Blood play is a thing. Just tell him you stumbled across it online and you found it hot, then gauge his reaction. If he is a cutter as well, it may not be particularly healthy for him (or you) to engage in this, so communicate well and talk everything through properly, be smart, and proceeed with caution if at all.

If you do decide to go ahead, educate yourselves - there is plenty of info out there. Do a LOT of research, and discuss everything before you start. Make sure you're both able to identify and avoid high risk areas, be clean (blades, skin, hands, proper wound aftercare etc.), and make sure you've both been tested and don't have any nasty shit before you start fucking around with blood.

I hope you have good reason to trust this guy enough to be comfortable doing something like this. And make sure neither of you are intoxicated - blood play is risky enough as it is.
 
just be prepared for it to go wrong because you are cutting yourself. there is the risk of unintended injury and later the risk of infection in the wounds. plus you mentioned the neck area. if you have any self preservation at all do not have someone cut your neck, its full of veins alone that will bleed out in minutes. no no no.

▸ Entries supplied:
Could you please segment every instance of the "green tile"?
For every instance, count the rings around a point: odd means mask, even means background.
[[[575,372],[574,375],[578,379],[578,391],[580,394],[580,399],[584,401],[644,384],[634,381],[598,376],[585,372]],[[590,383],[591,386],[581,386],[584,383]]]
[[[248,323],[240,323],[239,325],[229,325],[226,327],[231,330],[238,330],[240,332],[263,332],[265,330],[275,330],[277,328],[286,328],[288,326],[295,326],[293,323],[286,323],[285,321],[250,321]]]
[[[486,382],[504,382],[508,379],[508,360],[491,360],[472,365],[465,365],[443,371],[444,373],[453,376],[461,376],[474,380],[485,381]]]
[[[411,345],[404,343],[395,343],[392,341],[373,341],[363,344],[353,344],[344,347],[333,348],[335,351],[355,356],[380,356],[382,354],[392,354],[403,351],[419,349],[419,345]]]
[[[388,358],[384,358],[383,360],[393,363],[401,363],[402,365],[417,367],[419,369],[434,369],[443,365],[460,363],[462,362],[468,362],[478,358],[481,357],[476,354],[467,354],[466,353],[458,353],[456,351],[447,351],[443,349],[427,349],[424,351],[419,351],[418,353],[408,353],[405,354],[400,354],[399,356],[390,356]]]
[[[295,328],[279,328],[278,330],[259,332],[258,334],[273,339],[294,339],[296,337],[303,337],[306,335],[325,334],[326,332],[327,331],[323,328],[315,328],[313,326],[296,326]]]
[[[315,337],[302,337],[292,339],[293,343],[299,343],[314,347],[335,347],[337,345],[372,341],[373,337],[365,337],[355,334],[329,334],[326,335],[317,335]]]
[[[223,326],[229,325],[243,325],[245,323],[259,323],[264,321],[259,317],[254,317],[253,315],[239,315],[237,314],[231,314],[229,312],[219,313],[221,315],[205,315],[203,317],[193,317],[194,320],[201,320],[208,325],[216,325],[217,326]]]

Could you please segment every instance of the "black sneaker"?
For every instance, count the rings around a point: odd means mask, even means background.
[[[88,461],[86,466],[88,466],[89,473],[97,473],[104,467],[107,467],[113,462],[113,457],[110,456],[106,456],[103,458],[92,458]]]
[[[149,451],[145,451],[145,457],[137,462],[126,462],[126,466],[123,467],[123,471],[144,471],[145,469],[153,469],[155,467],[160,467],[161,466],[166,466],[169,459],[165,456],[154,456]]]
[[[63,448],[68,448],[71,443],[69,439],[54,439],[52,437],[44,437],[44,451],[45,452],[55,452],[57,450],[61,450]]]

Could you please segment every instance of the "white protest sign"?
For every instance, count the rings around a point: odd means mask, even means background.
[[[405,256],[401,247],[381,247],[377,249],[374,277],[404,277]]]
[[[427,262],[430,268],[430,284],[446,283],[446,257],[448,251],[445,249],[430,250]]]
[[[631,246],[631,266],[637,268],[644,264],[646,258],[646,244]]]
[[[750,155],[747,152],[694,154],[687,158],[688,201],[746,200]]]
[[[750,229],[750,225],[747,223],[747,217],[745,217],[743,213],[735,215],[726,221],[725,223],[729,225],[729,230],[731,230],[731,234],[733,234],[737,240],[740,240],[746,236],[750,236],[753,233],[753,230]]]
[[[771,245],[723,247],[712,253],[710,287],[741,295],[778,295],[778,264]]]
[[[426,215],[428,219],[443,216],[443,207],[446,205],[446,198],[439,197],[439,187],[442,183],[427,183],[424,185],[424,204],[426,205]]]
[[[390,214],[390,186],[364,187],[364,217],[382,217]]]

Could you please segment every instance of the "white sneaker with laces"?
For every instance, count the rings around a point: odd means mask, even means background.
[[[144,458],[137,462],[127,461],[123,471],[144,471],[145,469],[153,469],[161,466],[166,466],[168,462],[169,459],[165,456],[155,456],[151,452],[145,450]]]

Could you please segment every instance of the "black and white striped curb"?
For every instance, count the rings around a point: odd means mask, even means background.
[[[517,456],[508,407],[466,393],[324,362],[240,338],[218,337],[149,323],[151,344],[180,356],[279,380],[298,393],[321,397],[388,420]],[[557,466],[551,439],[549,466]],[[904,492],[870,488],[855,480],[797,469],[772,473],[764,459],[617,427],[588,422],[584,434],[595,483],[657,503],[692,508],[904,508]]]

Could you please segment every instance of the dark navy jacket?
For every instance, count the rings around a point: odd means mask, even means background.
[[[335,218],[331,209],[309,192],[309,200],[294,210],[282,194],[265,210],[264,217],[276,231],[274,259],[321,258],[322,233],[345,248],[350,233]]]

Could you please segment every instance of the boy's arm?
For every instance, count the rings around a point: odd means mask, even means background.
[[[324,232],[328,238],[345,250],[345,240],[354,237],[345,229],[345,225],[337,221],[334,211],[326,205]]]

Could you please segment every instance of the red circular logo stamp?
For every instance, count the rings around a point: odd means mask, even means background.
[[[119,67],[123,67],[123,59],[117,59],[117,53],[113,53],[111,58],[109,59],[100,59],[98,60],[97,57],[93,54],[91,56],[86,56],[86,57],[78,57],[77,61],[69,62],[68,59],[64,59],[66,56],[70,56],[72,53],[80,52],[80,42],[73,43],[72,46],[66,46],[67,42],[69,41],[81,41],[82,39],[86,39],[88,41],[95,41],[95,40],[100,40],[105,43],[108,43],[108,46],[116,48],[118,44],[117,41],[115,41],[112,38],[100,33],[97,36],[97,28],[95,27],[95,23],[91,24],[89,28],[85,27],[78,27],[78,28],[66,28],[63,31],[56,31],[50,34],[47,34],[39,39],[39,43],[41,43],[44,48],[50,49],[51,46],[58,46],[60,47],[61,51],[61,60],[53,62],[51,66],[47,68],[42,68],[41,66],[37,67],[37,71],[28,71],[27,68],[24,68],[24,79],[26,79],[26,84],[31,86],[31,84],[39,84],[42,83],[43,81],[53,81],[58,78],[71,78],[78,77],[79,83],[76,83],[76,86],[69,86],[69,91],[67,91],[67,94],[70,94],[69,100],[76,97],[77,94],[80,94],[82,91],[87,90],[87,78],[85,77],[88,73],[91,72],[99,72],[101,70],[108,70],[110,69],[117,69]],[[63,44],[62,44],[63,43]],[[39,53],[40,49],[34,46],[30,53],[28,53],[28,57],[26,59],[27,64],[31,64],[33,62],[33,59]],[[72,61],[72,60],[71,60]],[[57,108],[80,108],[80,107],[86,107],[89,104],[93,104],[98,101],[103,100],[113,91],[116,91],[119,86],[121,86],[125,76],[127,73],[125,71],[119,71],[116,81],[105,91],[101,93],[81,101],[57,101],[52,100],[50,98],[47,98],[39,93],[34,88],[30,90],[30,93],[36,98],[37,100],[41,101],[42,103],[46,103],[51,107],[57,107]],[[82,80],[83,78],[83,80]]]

▸ Problem set:
(1) Decide whether each statement agrees with the text on blood play. For each, give yes or no and quote the deciding words.
(a) The text says neither partner should be intoxicated.
(b) The text presents the neck as a safe area to cut.
(c) The text says little research is needed before starting.
(2) Which two risks does the last paragraph of the text on blood play name?
(3) Continue the text on blood play from its last sentence.

▸ Written answers:
(1)
(a) Yes: "make sure neither of you are intoxicated"
(b) No: "do not have someone cut your neck"
(c) No: "Do a LOT of research"

(2) The risk of unintended injury and, later, the risk of infection in the wounds.

(3)
obviously you are happy to harm yourself so i dont really know why you want advice?

you sound like you are going to do what you want anyway and all i can say is this behaviour is risky, could lead to infections and there is a difference between bdsm that does not break the skin in terms of risk from that which does. at the same time a lot of people are into strangling which also is dodgy.

good luck
 
I agree with all the above. The neck, although extremely erotic is a bit dangerous. Since you seem set on it, why not try out another body part on the first go? Arms? Then you can still see the blood and he can get a feel for your skin and I'm sure cutting someone else is very different from cutting yourself.
 
"like right as i am about to cum and start to, for him to just cut me up a bit, somewhere really sensitive like my neck especially"

hard to not think troll
 
But Mel, your animatronic bird-form neck is just . . . so long. And that bit of a curve at the end, little kink before the head.

I put the cleaver away, it's safe.
Not into bleeding on sex partners.
 
I hooked up with a woman a couple of times who was into this. He chest and tits were completely scarred up, and I actually found that pretty sexy. I enjoyed the contrast of red on her pale skin, and the way she would put her bloody fingers in her mouth and mine. However, I never got comfortable doing the actual cutting. As an earlier poster mentioned, I had no idea how much pressure was needed, etc. I worried constantly that I would go too deep. I can remember thinking, "What if I hit an artery or something and I'm stuck deciding between hiding the body and finishing grad school or just going to the hospital" LOL.

If you elect to do it, be careful. I only hooked up with her 3 or 4 times, and haven't seen her in years. I heard she contracted Hepatitis later on.